## What you have to do
Return only the tail of the data below, word for word: the line with "A classifier flagged the window blind" and each line after it through the final one.

[Dataset records]
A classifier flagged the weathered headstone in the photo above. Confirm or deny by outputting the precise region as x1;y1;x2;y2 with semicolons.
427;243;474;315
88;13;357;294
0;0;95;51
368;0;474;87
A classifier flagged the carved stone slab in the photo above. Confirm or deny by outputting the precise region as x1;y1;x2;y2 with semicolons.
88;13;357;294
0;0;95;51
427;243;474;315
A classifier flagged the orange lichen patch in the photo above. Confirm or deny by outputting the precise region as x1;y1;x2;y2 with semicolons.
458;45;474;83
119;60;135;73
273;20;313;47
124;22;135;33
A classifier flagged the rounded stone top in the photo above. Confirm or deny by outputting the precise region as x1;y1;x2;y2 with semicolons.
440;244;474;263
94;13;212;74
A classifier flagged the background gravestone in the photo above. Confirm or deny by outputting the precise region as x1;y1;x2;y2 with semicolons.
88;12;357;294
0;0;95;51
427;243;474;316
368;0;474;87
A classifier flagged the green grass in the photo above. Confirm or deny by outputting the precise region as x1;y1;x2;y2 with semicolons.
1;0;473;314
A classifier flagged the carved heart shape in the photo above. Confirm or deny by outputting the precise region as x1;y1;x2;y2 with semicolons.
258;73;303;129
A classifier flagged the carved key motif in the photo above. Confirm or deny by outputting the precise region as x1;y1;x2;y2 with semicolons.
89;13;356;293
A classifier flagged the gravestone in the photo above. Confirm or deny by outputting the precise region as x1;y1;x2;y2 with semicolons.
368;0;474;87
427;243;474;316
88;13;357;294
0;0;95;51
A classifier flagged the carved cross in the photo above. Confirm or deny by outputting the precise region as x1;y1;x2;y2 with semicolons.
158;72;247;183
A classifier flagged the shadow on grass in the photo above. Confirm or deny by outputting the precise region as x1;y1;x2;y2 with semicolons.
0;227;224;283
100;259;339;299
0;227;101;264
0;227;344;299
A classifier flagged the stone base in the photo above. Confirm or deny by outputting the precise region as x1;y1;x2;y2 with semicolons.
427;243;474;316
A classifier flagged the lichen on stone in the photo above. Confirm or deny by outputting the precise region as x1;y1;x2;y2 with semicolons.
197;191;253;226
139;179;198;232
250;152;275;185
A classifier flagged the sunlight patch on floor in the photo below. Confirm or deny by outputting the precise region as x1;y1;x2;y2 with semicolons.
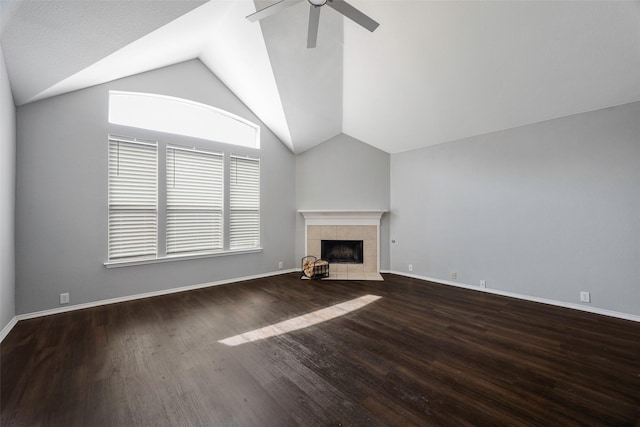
218;294;382;346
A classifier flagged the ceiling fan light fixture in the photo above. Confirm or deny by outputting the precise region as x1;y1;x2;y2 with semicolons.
247;0;379;48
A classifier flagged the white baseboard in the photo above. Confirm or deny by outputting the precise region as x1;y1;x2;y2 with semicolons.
387;271;640;323
0;316;18;343
14;269;298;323
6;269;635;344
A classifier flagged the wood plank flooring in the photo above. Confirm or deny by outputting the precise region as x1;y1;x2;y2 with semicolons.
2;273;640;426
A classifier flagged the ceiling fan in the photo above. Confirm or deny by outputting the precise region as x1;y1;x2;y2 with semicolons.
247;0;379;48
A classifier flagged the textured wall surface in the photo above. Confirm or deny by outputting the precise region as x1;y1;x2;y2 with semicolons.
15;60;296;314
0;46;16;331
391;101;640;316
295;134;390;269
2;0;205;104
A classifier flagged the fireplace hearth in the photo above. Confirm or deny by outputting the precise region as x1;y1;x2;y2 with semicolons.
322;240;363;264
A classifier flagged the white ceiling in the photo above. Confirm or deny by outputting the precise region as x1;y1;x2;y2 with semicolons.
2;0;640;154
0;0;206;104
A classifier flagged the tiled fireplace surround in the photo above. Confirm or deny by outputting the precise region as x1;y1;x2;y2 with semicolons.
299;210;386;280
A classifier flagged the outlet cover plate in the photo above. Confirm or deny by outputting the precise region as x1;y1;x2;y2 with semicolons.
580;291;591;303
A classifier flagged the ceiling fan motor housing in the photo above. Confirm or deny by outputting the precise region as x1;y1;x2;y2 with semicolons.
247;0;379;49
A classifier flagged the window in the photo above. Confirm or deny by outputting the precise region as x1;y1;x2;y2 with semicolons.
108;138;158;260
230;156;260;249
108;91;260;149
107;140;261;264
106;93;262;266
167;146;224;255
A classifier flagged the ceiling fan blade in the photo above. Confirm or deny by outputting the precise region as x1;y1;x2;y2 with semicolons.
327;0;379;32
307;5;321;48
246;0;305;22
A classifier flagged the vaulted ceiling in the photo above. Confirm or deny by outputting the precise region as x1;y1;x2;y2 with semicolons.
2;0;640;154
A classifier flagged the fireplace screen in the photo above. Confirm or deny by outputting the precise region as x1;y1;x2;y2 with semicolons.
321;240;363;264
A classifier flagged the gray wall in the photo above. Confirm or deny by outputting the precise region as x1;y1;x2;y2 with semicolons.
295;133;390;268
0;46;16;331
391;101;640;316
15;60;296;315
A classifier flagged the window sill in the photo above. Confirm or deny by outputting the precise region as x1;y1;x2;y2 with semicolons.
104;248;263;268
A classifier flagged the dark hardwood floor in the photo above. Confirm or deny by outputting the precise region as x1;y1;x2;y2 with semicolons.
2;273;639;426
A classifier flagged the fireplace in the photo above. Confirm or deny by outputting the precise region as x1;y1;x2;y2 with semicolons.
299;210;387;280
322;240;363;264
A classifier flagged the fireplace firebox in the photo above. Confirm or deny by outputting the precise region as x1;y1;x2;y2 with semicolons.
321;240;363;264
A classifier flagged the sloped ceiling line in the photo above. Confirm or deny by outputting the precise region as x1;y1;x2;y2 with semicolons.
2;0;640;155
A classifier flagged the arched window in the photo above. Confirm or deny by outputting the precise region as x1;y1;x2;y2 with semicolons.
108;91;259;149
106;92;262;266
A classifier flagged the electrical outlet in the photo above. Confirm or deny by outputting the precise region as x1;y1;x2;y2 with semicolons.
408;264;413;272
480;280;486;288
60;293;69;304
278;261;284;269
580;291;591;303
451;272;457;280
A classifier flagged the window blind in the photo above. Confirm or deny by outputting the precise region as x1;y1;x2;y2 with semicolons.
229;155;260;249
108;138;158;260
167;146;224;255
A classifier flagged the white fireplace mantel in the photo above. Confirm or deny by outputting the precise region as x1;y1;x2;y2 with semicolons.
300;210;387;278
298;210;386;226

## Solution to this task
A classifier flagged the window blind in the photo above. Confirm or deny by outputting the precise region as x1;y1;x2;y2 with semicolons.
229;155;260;249
108;138;158;260
167;146;224;255
A classifier flagged the white fireplace mantel in the photo above. Confirm or deny by outputting the precise region as x1;y1;x2;y2 with semicolons.
300;210;387;278
298;210;386;226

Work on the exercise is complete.